**Set task**. Copy each of the rows below word for word, leaving every line unchanged.

**Available data**.
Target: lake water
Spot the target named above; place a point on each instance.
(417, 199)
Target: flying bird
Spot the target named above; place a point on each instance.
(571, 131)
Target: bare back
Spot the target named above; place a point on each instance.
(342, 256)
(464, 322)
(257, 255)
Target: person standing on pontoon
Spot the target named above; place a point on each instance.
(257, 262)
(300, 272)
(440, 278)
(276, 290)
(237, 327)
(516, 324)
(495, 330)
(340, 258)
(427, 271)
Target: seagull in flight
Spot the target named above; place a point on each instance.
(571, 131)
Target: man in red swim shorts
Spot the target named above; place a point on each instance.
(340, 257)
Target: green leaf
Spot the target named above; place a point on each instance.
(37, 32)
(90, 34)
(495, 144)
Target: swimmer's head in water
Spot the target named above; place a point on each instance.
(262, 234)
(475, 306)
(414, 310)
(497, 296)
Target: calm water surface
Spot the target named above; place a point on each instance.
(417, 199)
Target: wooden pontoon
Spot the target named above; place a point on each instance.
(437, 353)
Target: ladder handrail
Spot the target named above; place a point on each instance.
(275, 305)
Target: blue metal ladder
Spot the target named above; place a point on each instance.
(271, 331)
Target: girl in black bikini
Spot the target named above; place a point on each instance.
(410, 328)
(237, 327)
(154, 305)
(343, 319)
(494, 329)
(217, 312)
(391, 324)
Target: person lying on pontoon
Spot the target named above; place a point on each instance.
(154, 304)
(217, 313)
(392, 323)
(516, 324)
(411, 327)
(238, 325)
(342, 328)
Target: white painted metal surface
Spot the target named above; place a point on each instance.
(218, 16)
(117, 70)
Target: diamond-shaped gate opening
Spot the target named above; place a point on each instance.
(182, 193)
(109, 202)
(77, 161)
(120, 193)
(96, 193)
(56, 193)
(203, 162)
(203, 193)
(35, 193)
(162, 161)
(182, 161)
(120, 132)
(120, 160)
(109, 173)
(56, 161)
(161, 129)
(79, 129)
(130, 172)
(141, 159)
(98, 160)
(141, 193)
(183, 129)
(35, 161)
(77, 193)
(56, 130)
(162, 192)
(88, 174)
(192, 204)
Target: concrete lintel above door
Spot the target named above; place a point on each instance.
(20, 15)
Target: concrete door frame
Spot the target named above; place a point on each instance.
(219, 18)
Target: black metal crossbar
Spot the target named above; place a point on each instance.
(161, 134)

**Response below**.
Target: lake water
Spot the target named above; place a point on each instance.
(417, 199)
Target: flying bird
Spot the target named above; place a point on each instance.
(571, 131)
Target: bare back
Spot the target named above; place a point on each instance.
(342, 256)
(464, 322)
(257, 255)
Target: person standing on pontoon
Spot the target named above; place a point on each instance.
(257, 262)
(300, 272)
(440, 278)
(276, 290)
(237, 327)
(516, 324)
(495, 330)
(340, 258)
(427, 271)
Target: seagull in flight
Spot the target named above; place a point on each instance.
(571, 131)
Target: man in red swim shorts
Spot the target named above; place a point on each instance.
(340, 257)
Target: green leaf
Spot the target named above; place a point on each instance.
(37, 32)
(90, 34)
(495, 144)
Target: swimmer's head in water
Spot the target named above; place a point on each instance.
(262, 234)
(475, 306)
(414, 310)
(497, 296)
Target: calm water surface
Spot the target named above; place a point on each instance.
(417, 199)
Target: wooden pontoon
Spot the target named above; place a point on each instance.
(437, 353)
Target: ladder handrail
Spot the target named above; place a point on each instance.
(275, 305)
Target: blue metal ladder
Spot the target named above; place a point on each instance.
(271, 331)
Target: girl in black bikini
Spot the target named above; place a point on each instance.
(410, 328)
(237, 327)
(154, 305)
(343, 319)
(494, 329)
(217, 312)
(391, 324)
Target: person lying on pontoon
Spot the target named above; place a point on each instance.
(154, 304)
(217, 313)
(392, 323)
(516, 324)
(411, 327)
(238, 325)
(342, 328)
Target: white painted metal surface
Spot the target named above; place a point on each instance.
(218, 16)
(117, 70)
Target: diamond-shaped gate opening
Spot the target named above; place a point on each instance.
(182, 193)
(109, 202)
(77, 161)
(120, 193)
(96, 193)
(56, 193)
(203, 162)
(203, 193)
(35, 193)
(162, 161)
(182, 161)
(120, 132)
(120, 160)
(109, 173)
(56, 161)
(161, 129)
(79, 129)
(130, 172)
(141, 159)
(98, 160)
(141, 193)
(183, 129)
(35, 161)
(77, 193)
(56, 130)
(162, 192)
(88, 174)
(192, 204)
Target: concrete lintel above door
Spot the target named above; place a point on each instance.
(20, 15)
Target: concrete door frame
Spot the target named above; place a point on each instance.
(219, 18)
Target: black metal crossbar
Spot the target named above; place a point on each instance.
(161, 134)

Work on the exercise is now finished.